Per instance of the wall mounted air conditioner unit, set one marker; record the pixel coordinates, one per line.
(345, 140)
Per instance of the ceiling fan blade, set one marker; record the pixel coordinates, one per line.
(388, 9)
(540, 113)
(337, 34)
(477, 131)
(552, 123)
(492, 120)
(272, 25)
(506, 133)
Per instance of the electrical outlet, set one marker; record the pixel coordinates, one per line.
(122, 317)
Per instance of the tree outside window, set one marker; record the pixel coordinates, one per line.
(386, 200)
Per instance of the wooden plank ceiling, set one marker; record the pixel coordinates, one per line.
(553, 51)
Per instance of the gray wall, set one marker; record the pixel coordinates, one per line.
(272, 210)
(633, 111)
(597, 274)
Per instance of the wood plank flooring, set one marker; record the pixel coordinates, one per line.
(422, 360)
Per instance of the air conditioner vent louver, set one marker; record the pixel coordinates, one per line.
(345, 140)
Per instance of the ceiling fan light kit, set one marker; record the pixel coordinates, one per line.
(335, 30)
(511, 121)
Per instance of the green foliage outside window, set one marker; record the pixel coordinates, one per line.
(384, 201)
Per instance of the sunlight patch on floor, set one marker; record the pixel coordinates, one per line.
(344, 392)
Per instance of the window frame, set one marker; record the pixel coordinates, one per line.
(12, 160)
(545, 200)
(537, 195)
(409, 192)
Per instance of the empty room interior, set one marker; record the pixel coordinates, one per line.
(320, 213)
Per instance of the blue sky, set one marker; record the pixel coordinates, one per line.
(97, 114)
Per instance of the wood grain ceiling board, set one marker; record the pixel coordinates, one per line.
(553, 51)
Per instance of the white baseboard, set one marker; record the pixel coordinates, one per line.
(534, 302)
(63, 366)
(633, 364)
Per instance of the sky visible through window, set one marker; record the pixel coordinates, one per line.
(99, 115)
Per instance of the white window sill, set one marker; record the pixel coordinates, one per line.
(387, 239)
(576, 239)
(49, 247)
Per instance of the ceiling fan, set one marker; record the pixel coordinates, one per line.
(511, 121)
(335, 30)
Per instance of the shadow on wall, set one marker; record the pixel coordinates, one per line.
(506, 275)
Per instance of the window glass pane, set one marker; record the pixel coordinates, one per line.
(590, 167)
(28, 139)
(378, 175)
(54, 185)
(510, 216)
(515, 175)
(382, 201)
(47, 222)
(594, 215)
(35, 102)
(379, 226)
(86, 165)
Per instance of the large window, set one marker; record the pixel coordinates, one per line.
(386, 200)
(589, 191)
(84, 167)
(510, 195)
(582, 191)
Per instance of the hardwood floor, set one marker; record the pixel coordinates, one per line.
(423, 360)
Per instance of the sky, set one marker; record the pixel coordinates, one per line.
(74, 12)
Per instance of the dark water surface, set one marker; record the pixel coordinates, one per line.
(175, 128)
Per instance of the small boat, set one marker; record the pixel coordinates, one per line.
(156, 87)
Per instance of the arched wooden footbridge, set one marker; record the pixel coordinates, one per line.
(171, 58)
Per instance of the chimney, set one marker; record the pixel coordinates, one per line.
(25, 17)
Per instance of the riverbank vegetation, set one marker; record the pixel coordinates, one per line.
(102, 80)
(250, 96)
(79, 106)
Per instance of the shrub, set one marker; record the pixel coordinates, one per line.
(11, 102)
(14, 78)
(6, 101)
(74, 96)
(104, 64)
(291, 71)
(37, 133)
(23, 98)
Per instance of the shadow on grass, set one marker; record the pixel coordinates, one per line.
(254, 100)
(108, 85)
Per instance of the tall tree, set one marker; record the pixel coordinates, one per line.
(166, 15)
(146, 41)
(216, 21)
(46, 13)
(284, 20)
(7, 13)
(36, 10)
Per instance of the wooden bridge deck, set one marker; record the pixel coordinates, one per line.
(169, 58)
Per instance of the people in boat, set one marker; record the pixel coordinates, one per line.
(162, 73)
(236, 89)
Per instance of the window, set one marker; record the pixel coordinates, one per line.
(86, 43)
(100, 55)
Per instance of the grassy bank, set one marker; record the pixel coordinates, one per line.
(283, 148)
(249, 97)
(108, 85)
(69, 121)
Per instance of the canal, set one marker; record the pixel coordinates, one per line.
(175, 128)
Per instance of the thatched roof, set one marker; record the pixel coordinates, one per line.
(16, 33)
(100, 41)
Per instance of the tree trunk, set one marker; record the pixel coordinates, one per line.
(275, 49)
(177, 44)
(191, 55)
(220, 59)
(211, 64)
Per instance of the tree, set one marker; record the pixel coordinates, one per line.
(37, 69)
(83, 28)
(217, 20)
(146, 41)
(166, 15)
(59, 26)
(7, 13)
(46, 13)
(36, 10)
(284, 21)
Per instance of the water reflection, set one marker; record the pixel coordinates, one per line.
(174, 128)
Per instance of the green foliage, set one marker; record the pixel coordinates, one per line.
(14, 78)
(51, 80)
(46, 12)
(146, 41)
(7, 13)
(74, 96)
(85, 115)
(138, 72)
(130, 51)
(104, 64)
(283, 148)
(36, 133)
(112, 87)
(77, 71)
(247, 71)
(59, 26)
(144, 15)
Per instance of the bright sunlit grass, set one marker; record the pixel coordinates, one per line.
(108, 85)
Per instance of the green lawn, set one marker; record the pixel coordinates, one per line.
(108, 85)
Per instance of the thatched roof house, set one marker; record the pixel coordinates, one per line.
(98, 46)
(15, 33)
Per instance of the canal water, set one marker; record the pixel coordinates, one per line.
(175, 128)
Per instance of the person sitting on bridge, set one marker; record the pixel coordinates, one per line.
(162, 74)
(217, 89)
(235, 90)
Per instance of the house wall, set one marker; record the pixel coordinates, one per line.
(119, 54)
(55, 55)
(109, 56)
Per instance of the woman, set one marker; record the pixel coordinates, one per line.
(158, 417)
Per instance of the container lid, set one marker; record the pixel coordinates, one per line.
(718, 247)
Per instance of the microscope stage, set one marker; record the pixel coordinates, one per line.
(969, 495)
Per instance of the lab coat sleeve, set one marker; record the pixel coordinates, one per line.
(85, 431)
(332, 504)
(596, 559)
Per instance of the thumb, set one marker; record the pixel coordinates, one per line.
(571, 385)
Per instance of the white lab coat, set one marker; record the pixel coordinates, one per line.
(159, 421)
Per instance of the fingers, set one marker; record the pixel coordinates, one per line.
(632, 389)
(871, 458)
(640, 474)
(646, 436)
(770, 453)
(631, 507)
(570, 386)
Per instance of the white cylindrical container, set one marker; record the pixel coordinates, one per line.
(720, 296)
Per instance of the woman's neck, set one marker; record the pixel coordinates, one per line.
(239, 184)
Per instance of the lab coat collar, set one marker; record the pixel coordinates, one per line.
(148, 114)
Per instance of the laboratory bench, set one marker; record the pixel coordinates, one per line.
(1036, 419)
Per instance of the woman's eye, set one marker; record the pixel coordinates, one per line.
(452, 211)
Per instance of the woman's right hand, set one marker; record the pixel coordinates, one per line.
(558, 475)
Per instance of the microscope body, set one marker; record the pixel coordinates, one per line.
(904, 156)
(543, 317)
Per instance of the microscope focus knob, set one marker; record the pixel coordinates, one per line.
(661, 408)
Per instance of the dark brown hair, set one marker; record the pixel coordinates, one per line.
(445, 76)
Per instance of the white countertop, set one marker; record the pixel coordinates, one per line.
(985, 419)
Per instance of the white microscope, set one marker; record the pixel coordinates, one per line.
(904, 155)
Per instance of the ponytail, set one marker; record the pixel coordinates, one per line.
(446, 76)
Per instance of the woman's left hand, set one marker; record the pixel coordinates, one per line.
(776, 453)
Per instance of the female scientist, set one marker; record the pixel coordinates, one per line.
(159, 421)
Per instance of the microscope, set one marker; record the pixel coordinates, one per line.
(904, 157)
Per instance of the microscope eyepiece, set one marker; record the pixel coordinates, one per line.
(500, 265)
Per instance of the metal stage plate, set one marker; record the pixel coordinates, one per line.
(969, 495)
-*-
■ **Instructions to follow**:
Find the line that contains "Per instance of the microscope focus" in the listing above. Retype it and every line after it up to the last, exactly, and nothing else.

■ **Result of the task**:
Per instance of the microscope focus knob, set one marker; record the pixel coordinates, one per line.
(661, 408)
Per instance of the dark brown hair, set one marker; record the pixel coordinates, one per line.
(445, 76)
Per instance of the white countertop, set one marker; record the pixel coordinates, one per line.
(985, 419)
Per instance of the white microscope, set one marker; record the pixel coordinates, one per line.
(904, 155)
Per instance of the ponytail, set one marker; record the pixel coordinates, one per line.
(446, 76)
Per instance of the woman's left hand, set one marker; record the pixel coordinates, one per line.
(776, 453)
Per instance of the female scientist, set one marker; record the pixel coordinates, one per line.
(159, 421)
Per instance of the microscope, set one marker; record the pixel coordinates, one per line.
(904, 157)
Per instance of the microscope eyepiece, set one marker; record the pixel coordinates, one per line.
(500, 265)
Per instance of the metal stage plate, set one marker; record the pixel coordinates, one per line.
(969, 495)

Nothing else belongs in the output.